> **Your assignment**: Among the entries below, find the lines with the word "mountain" and return them.

Natural language region descriptions:
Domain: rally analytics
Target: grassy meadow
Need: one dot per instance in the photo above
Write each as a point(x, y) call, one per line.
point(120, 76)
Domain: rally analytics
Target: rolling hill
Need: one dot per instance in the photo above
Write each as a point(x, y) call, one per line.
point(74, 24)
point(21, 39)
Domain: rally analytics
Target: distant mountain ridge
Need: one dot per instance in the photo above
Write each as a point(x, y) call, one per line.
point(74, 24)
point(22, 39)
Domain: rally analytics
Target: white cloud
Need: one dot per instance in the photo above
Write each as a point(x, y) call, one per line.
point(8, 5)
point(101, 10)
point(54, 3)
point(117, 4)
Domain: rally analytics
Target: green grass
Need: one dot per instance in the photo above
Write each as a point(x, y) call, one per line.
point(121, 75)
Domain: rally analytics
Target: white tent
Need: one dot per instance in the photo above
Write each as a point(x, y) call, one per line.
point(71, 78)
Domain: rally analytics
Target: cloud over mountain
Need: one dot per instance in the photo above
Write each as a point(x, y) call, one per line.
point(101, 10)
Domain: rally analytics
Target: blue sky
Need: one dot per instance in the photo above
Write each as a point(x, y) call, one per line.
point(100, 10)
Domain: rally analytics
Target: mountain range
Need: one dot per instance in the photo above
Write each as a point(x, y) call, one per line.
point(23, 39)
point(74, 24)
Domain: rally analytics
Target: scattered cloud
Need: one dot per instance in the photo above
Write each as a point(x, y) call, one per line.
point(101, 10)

==

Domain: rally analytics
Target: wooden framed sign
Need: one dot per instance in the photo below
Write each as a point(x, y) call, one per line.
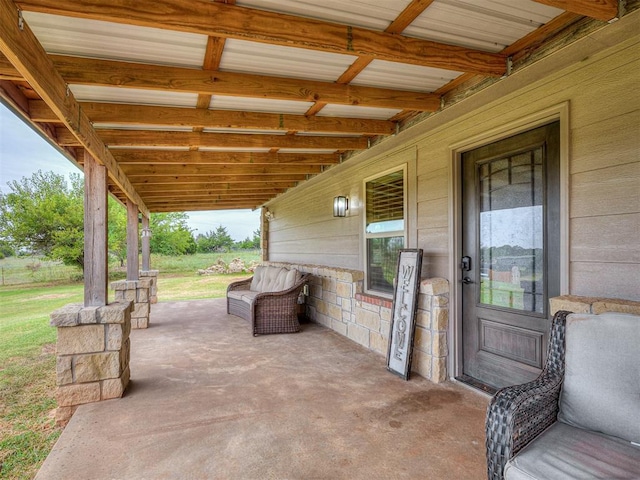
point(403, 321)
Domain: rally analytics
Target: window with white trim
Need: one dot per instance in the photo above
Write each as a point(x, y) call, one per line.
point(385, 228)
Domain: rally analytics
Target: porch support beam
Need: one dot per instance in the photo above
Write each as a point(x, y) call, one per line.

==

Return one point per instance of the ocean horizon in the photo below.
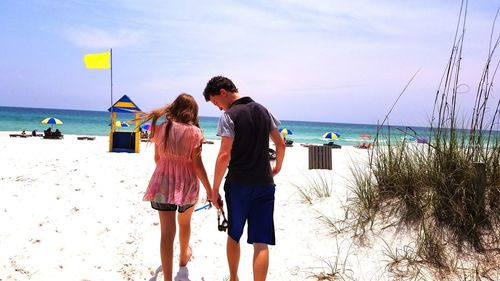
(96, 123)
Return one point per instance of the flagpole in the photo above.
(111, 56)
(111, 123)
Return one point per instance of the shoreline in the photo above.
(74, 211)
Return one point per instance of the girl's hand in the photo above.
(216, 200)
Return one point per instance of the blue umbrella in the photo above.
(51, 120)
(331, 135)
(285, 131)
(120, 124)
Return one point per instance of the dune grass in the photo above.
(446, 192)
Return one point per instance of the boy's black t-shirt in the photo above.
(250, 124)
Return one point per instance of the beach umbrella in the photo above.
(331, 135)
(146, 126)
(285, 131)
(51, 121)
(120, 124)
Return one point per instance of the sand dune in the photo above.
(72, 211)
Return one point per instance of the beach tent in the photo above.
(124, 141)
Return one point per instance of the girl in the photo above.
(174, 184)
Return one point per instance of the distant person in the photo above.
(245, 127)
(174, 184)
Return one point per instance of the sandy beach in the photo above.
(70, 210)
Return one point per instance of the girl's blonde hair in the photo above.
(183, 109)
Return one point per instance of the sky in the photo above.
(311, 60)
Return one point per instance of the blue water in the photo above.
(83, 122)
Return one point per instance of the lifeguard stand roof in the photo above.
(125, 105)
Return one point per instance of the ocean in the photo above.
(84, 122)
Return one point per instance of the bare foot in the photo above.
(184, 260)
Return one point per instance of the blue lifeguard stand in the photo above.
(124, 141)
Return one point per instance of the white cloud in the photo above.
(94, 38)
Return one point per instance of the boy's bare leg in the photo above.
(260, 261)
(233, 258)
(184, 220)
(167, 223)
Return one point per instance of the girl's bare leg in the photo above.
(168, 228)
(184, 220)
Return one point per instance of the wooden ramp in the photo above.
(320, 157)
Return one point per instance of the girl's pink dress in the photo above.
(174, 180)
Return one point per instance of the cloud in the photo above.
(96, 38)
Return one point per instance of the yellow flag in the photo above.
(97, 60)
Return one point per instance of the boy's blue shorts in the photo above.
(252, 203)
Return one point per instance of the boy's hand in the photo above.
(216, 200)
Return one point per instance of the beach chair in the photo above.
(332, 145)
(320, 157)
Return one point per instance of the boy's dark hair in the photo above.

> **Answer to this exercise**:
Target: distant mountain ridge
Target: cloud over mountain
Target: mountain range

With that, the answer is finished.